▶ [EXERCISE DETAILS]:
Reproduce the entries verbatim, from the start up to and including the line that contains "Within one instance, a".

▶ [AVAILABLE RECORDS]:
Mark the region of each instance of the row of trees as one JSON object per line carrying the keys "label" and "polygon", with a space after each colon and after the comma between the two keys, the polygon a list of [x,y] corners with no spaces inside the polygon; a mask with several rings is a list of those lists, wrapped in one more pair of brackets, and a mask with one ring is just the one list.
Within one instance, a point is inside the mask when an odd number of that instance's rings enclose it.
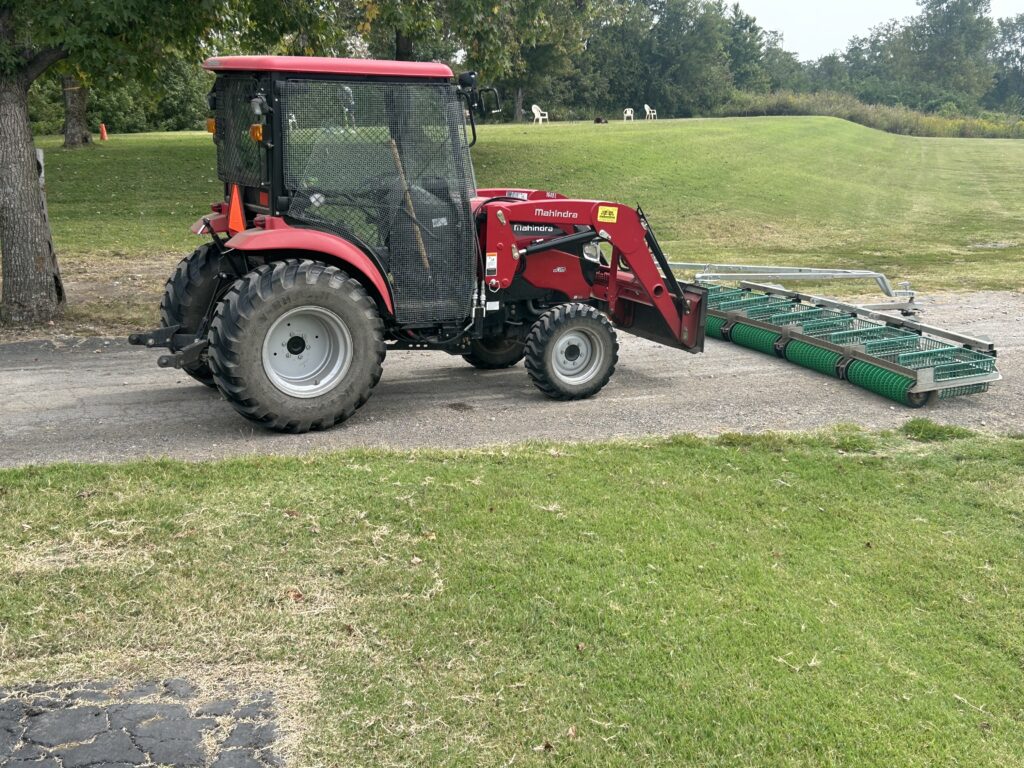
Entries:
{"label": "row of trees", "polygon": [[[311,2],[311,0],[310,0]],[[713,113],[736,91],[837,91],[867,103],[975,114],[1024,110],[1024,14],[990,18],[989,0],[921,0],[921,13],[854,37],[846,49],[800,61],[777,33],[723,0],[530,0],[515,6],[464,3],[317,3],[324,13],[279,25],[274,40],[254,19],[222,24],[208,52],[267,46],[280,52],[437,59],[481,71],[508,96],[563,118],[656,104],[664,116]],[[301,3],[293,5],[303,7]],[[528,20],[527,20],[528,19]],[[222,19],[227,22],[229,19]],[[504,44],[496,41],[502,40]],[[185,56],[191,56],[186,58]],[[197,127],[208,78],[187,50],[140,88],[120,72],[88,99],[88,125],[117,131]],[[34,89],[38,131],[62,130],[69,145],[87,133],[75,121],[89,81],[54,72]]]}
{"label": "row of trees", "polygon": [[499,85],[514,119],[527,98],[558,117],[644,102],[680,117],[737,91],[785,89],[1019,112],[1024,14],[995,24],[989,0],[919,4],[913,18],[801,62],[724,0],[0,0],[0,322],[45,321],[63,302],[35,183],[30,89],[37,126],[59,123],[69,145],[100,119],[120,130],[194,127],[208,86],[198,61],[246,51],[449,60]]}
{"label": "row of trees", "polygon": [[800,61],[739,4],[613,0],[574,46],[525,49],[504,85],[563,116],[643,102],[659,115],[714,113],[737,90],[839,91],[868,103],[959,115],[1024,111],[1024,14],[991,18],[989,0],[919,0],[921,12]]}
{"label": "row of trees", "polygon": [[1024,14],[990,17],[989,0],[921,0],[920,15],[880,25],[811,62],[796,85],[868,103],[973,114],[1024,108]]}
{"label": "row of trees", "polygon": [[[66,136],[87,134],[85,97],[128,79],[159,85],[175,57],[278,50],[451,58],[492,77],[518,51],[561,35],[588,0],[2,0],[0,2],[0,324],[55,317],[63,285],[37,183],[29,92],[59,76]],[[522,19],[535,19],[523,24]],[[574,29],[574,28],[573,28]],[[74,142],[73,142],[74,143]]]}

▶ [RESPONSE]:
Mark the region of each instance of the row of trees as one JSON object per line carrying the keys "label" and "polygon", with a space after each colon and after the comma between the two keys, the polygon a list of [x,y] corners with no spaces inside the polygon; a mask with several rings is a list of those lists, wrapped in one more pair of brackets, and a mask with one ring is just the one list.
Within one instance, a point is inside the mask when an odd number of that instance's rings enclose it.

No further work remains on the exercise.